⟨

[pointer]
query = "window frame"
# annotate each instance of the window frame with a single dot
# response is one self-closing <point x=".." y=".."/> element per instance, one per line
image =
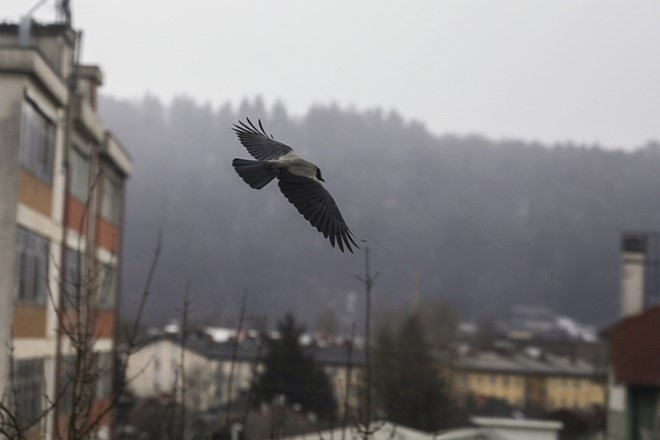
<point x="29" y="257"/>
<point x="38" y="142"/>
<point x="79" y="187"/>
<point x="107" y="289"/>
<point x="29" y="387"/>
<point x="111" y="196"/>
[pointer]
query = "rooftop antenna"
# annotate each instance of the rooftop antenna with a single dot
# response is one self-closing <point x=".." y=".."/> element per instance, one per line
<point x="25" y="24"/>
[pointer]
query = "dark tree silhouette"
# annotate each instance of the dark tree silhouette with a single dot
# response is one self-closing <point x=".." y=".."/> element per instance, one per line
<point x="291" y="371"/>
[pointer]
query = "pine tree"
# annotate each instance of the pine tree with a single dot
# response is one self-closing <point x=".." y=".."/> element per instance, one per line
<point x="291" y="371"/>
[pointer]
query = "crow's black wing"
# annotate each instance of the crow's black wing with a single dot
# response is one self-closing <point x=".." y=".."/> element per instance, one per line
<point x="258" y="143"/>
<point x="318" y="207"/>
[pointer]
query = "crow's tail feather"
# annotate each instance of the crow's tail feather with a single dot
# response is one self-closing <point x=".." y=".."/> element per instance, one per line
<point x="256" y="173"/>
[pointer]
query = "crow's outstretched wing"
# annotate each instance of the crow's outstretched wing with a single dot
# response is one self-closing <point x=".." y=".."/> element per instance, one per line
<point x="258" y="143"/>
<point x="318" y="207"/>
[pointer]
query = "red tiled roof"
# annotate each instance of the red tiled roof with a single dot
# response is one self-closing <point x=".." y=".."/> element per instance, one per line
<point x="634" y="345"/>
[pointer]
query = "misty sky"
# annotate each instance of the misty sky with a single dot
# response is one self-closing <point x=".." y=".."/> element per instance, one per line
<point x="548" y="70"/>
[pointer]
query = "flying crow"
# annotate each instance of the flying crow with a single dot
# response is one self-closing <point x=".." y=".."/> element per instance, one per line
<point x="298" y="179"/>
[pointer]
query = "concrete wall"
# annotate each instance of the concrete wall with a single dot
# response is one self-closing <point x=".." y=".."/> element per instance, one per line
<point x="10" y="105"/>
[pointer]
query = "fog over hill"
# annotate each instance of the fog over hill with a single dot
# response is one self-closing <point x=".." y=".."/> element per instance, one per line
<point x="479" y="223"/>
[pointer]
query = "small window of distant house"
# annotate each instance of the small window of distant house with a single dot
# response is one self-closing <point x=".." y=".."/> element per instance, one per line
<point x="31" y="268"/>
<point x="79" y="175"/>
<point x="38" y="142"/>
<point x="111" y="199"/>
<point x="74" y="283"/>
<point x="107" y="287"/>
<point x="103" y="375"/>
<point x="29" y="389"/>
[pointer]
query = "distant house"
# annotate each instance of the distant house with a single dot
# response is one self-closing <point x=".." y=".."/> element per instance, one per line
<point x="634" y="385"/>
<point x="531" y="381"/>
<point x="155" y="370"/>
<point x="483" y="428"/>
<point x="63" y="178"/>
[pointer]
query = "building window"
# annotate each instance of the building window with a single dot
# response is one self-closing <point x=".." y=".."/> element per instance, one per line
<point x="67" y="373"/>
<point x="38" y="142"/>
<point x="79" y="175"/>
<point x="28" y="379"/>
<point x="73" y="275"/>
<point x="107" y="287"/>
<point x="111" y="199"/>
<point x="103" y="375"/>
<point x="31" y="281"/>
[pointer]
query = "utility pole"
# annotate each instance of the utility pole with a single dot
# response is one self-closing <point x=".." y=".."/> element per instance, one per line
<point x="368" y="281"/>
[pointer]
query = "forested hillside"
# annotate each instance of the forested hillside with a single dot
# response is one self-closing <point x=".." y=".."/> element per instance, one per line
<point x="482" y="224"/>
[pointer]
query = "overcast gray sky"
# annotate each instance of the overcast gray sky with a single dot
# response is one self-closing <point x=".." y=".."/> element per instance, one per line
<point x="548" y="70"/>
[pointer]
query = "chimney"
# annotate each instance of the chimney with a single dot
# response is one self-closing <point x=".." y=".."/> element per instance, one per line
<point x="90" y="78"/>
<point x="633" y="273"/>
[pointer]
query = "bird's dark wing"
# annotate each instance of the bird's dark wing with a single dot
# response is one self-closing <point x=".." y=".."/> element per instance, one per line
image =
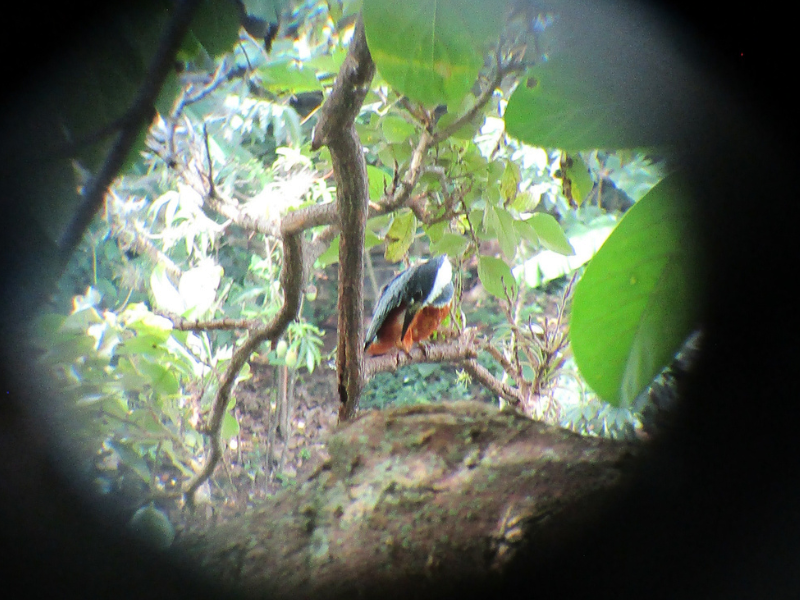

⟩

Set down the data above word for word, leaving every picture out.

Answer section
[pointer]
query = "window frame"
# annotate each instance of the window frame with a single dot
# response is one self-closing <point x=".." y=".."/> element per instance, one per line
image =
<point x="29" y="257"/>
<point x="38" y="142"/>
<point x="79" y="187"/>
<point x="107" y="289"/>
<point x="29" y="387"/>
<point x="111" y="196"/>
[pointer]
query = "rooftop antenna"
# annotate each instance of the rooftop antenna with a single dot
# response is one self-closing <point x=".." y=".."/> element per instance, one per line
<point x="25" y="24"/>
[pointer]
query = "dark tree silhouette"
# annotate each instance of the dark tree silhouette with a single dot
# response is one self-closing <point x=".." y=".."/> element per instance, one per line
<point x="291" y="371"/>
[pointer]
query = "pine tree"
# annotate each instance of the pine tree with a single dot
# response is one self-closing <point x=".." y=".."/> element per instance, one per line
<point x="291" y="371"/>
[pointer]
query = "crow's black wing"
# annotate each instance of the crow's black wing with a single dot
# response is one self-closing <point x=".." y=".."/> element per instance, one per line
<point x="258" y="143"/>
<point x="318" y="207"/>
[pointer]
query = "crow's tail feather"
# annotate each instance of the crow's tail feather with a single dot
# response is one self-closing <point x=".." y=".."/> element per instance, one per line
<point x="256" y="173"/>
[pointer]
query = "crow's outstretched wing"
# annotate each instance of the crow's outstretched wing with a single dot
# response is one self-closing <point x=".." y=".."/> element per instance, one per line
<point x="258" y="143"/>
<point x="318" y="207"/>
[pointer]
query = "red tiled roof"
# annotate each instance of the red tiled roof with a single dot
# response is one self-closing <point x=".." y=".."/> element per instance, one per line
<point x="634" y="345"/>
[pointer]
query = "misty sky"
# annotate each instance of the misty sky with a single dot
# response is one self-closing <point x=".." y=".."/> element per instance, one per line
<point x="548" y="70"/>
[pointer]
query = "flying crow"
# annotate each instance of the flying crow with a single dot
# response is one self-closing <point x=".." y=".."/> element per instance, one per line
<point x="298" y="179"/>
[pointer]
query = "concrete wall"
# annotate each instance of the concrete wall with a single dot
# response is one self-closing <point x=".." y=".."/> element per instance, one per line
<point x="10" y="105"/>
[pointer]
query = "fog over hill"
# annotate each instance of the fog over hill with a single dot
# response is one self-closing <point x=".." y=".."/> element per instance, one per line
<point x="479" y="223"/>
[pointer]
query = "small window of distant house"
# annotate each instance of the small window of distant house with a single dot
# response is one self-closing <point x=".." y=".."/> element per instance, one per line
<point x="31" y="268"/>
<point x="79" y="175"/>
<point x="38" y="142"/>
<point x="111" y="199"/>
<point x="74" y="283"/>
<point x="107" y="287"/>
<point x="103" y="375"/>
<point x="29" y="389"/>
[pointer]
query = "distant house"
# annotate each instance of the distant house with a single dot
# response is one self-closing <point x=".." y=".."/> element per instance, one per line
<point x="634" y="385"/>
<point x="531" y="381"/>
<point x="155" y="370"/>
<point x="483" y="428"/>
<point x="63" y="178"/>
[pointer]
query = "building window"
# annotate each instance of the building window with a single dot
# response is one self-closing <point x=".." y=".."/> element per instance, one per line
<point x="67" y="373"/>
<point x="38" y="142"/>
<point x="79" y="175"/>
<point x="28" y="379"/>
<point x="73" y="275"/>
<point x="107" y="287"/>
<point x="111" y="199"/>
<point x="103" y="375"/>
<point x="31" y="281"/>
[pointer]
query = "utility pole"
# annotate each instance of the utility pole with a single dot
# response is one self-closing <point x=".." y=".."/> element per instance, one per line
<point x="368" y="281"/>
[pointer]
query = "forested hillside"
# annotate each instance of the forested hillside with a single dot
# response is one self-closing <point x=".." y=".."/> element per instance, one per line
<point x="482" y="224"/>
[pointer]
query = "overcast gray sky"
# annotate each instance of the overcast gray sky with a single dot
# response is one self-closing <point x=".." y=".."/> element per instance, one per line
<point x="548" y="70"/>
[pointer]
query = "chimney"
# annotate each instance of the chimney with a single dot
# response is one self-closing <point x=".." y=".."/> element per instance, one per line
<point x="90" y="78"/>
<point x="633" y="273"/>
[pointer]
query = "bird's dark wing"
# annotate each instance of the bird's dark wing with a single dot
# response is one self-closing <point x=".." y=".."/> element per instance, one per line
image =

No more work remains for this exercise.